### Short task:
Return word for word the records from the line that contains "out the green" through the line that contains "the black hulled", including both of those lines.

### Material supplied:

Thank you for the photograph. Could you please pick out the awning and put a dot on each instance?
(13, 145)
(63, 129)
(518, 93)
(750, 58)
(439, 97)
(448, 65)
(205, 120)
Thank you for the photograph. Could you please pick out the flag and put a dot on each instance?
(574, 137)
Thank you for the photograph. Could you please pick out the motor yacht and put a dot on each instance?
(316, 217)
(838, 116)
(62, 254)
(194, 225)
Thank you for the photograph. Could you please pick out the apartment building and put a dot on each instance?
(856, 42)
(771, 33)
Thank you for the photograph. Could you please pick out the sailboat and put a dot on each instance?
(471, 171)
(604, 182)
==
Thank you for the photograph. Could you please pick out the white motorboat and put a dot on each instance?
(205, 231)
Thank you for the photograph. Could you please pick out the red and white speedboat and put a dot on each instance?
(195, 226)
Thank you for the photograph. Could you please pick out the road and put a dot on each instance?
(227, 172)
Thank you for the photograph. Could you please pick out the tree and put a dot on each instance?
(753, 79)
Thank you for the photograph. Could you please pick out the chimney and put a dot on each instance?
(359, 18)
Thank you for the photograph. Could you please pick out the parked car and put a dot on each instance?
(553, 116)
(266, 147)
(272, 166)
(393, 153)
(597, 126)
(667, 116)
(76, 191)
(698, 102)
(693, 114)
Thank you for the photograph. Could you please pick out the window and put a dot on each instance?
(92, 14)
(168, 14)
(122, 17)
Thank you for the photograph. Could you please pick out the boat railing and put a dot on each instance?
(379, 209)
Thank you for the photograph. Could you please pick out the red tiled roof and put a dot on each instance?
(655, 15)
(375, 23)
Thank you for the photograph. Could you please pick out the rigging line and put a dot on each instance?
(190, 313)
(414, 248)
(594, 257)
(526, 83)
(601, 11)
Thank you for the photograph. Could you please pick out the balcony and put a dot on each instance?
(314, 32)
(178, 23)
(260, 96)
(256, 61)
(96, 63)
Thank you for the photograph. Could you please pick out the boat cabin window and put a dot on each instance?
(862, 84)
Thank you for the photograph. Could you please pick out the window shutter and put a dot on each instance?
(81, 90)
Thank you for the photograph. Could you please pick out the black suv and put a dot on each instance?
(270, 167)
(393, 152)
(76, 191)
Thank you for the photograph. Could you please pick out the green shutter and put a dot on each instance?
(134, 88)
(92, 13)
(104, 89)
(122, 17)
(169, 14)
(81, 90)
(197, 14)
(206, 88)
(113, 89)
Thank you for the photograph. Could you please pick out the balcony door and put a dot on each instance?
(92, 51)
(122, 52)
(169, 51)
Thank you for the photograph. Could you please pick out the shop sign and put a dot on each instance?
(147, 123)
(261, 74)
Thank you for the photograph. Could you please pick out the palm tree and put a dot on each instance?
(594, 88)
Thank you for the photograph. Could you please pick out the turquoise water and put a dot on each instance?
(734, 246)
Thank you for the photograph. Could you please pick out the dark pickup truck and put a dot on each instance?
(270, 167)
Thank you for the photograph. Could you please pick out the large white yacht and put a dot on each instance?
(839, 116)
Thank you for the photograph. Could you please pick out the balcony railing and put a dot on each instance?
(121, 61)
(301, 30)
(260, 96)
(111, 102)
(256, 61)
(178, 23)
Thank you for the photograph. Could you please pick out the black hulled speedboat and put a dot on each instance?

### Reply:
Thank you for the photograph. Could you please pick out the green shutter and put a dot on each instance?
(134, 88)
(92, 13)
(104, 89)
(122, 17)
(169, 14)
(81, 90)
(197, 14)
(206, 88)
(113, 89)
Thank you for the photograph. Could you please pick out the balcony door and put a dot on each instance?
(92, 51)
(122, 52)
(169, 51)
Thank you for the photograph. Could you please pick out the shop sign and put a dot on each instance?
(147, 123)
(261, 74)
Thank you for the photograph. Could you please pick out the palm tree and put a dot on each instance?
(594, 88)
Thank you for the photograph. Could you please pick out the turquoise water and put a dot on each instance?
(734, 246)
Thank you for the photograph. Could you please pick out the dark pickup truck and put a dot on each instance?
(270, 167)
Thank you for the photograph. Could you please pick out the large white yacht and put a dot on each instance?
(839, 116)
Thank you for the photograph. Could you please pick out the balcony railing and put a dot on each instance?
(121, 61)
(301, 30)
(260, 96)
(111, 102)
(256, 61)
(178, 23)
Thank you for the photograph. Could you please pick out the black hulled speedboat and put a dot on each instance?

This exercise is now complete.